Task directions: Please put every line of the entries below into a numbered list, and leave out any blank lines.

=== Records shown ===

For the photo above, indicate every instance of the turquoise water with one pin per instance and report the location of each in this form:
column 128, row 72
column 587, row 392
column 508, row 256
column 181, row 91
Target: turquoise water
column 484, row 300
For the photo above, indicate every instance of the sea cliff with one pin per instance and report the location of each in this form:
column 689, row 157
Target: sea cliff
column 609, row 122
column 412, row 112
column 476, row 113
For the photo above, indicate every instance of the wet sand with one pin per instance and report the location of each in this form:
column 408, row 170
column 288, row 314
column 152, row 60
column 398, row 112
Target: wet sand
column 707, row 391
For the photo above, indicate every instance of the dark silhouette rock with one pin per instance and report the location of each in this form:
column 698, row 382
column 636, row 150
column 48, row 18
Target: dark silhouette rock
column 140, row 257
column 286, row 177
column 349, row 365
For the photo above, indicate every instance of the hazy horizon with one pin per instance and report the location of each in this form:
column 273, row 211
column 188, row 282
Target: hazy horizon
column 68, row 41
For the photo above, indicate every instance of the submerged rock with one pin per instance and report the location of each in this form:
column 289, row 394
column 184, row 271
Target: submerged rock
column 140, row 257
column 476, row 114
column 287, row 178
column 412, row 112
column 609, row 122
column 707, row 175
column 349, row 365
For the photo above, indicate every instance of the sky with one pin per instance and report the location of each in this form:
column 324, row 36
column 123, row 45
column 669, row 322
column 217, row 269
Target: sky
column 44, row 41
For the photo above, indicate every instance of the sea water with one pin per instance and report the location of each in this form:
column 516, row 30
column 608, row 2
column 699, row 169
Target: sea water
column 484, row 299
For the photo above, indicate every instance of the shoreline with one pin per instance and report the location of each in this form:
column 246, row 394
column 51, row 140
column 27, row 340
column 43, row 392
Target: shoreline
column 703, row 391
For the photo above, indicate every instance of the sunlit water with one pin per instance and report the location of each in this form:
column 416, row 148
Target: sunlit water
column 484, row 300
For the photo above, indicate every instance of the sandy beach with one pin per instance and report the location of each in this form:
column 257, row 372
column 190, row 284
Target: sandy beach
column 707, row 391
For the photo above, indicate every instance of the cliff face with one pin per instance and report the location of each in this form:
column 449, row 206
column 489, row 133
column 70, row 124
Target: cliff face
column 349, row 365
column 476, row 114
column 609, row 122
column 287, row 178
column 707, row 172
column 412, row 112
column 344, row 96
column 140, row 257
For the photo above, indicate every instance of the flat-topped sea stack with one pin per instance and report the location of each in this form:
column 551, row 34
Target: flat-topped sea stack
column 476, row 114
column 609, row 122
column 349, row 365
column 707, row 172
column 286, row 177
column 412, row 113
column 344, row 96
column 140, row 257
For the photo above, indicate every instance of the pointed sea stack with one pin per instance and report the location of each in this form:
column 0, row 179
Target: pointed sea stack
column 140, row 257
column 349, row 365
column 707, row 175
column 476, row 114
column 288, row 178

===

Result of the exercise:
1. For the photo above, indicate every instance of the turquoise water with one pin per instance and report the location of each in this form:
2. column 128, row 72
3. column 587, row 392
4. column 508, row 256
5. column 181, row 91
6. Target: turquoise water
7. column 484, row 300
8. For the photo above, indicate every instance of the sea cliff with one pin per instance and report the location of each in this form:
9. column 689, row 157
10. Target: sea cliff
11. column 609, row 122
12. column 412, row 112
13. column 476, row 113
14. For the photo above, indicate every instance of the wet sand with one pin per instance and report the location of each in this form:
15. column 408, row 170
16. column 288, row 314
17. column 152, row 60
18. column 398, row 112
19. Target: wet sand
20. column 707, row 391
21. For the photo above, indicate every instance of the dark silhouette rock with one pin per instance and report the location of each in this form:
22. column 698, row 382
23. column 636, row 150
24. column 48, row 18
25. Target: dark silhouette rock
26. column 140, row 257
27. column 286, row 177
28. column 349, row 365
29. For the photo above, indicate every instance of the hazy horizon with one pin per instance and report the location of each in this form:
30. column 273, row 211
31. column 188, row 282
32. Target: hazy horizon
33. column 68, row 41
34. For the photo above, indicate every instance of the submerged rock with one pin per instance and report the location of each in this form:
35. column 289, row 394
36. column 184, row 271
37. Target: submerged rock
38. column 140, row 257
39. column 476, row 114
40. column 287, row 178
41. column 412, row 112
42. column 609, row 122
43. column 707, row 175
44. column 349, row 365
45. For the photo above, indicate every instance of the sky with one pin per instance and report the location of each in this form:
46. column 324, row 36
47. column 123, row 45
48. column 669, row 322
49. column 217, row 269
50. Target: sky
51. column 44, row 41
52. For the photo above, indicate every instance of the sea water with one pin per instance and report the location of each in this form:
53. column 516, row 30
54. column 608, row 2
55. column 699, row 169
56. Target: sea water
57. column 484, row 299
58. For the photo above, indicate every instance of the shoreline with one pin per instance and report the location of each in this form:
59. column 246, row 394
60. column 51, row 140
61. column 27, row 340
62. column 43, row 392
63. Target: shoreline
64. column 703, row 391
65. For the photo above, indicate every instance of the sunlit water with one pin per instance and report the location of each in this form:
66. column 416, row 148
67. Target: sunlit water
68. column 484, row 300
69. For the photo above, indicate every instance of the sandy beach with one pin per instance and report the location of each in this form:
70. column 257, row 372
71. column 190, row 284
72. Target: sandy beach
73. column 707, row 391
74. For the photo above, indicate every instance of the cliff face with one pin per instance and report the location of each in this form:
75. column 449, row 206
76. column 489, row 133
77. column 70, row 124
78. Target: cliff face
79. column 349, row 365
80. column 476, row 114
81. column 609, row 122
82. column 287, row 178
83. column 707, row 172
84. column 412, row 112
85. column 344, row 96
86. column 140, row 257
87. For the photo above, indicate every instance of the flat-topped sea stack with one pin per instance and report the location of each in this form:
88. column 551, row 34
89. Target: flat-topped sea stack
90. column 476, row 114
91. column 609, row 122
92. column 349, row 365
93. column 707, row 172
94. column 286, row 177
95. column 412, row 113
96. column 344, row 96
97. column 140, row 257
98. For the photo above, indicate every instance of the pointed sea stack with one pin per instance and report the location of each in this form:
99. column 0, row 179
100. Target: pointed sea stack
101. column 140, row 257
102. column 349, row 365
103. column 707, row 175
104. column 476, row 114
105. column 288, row 178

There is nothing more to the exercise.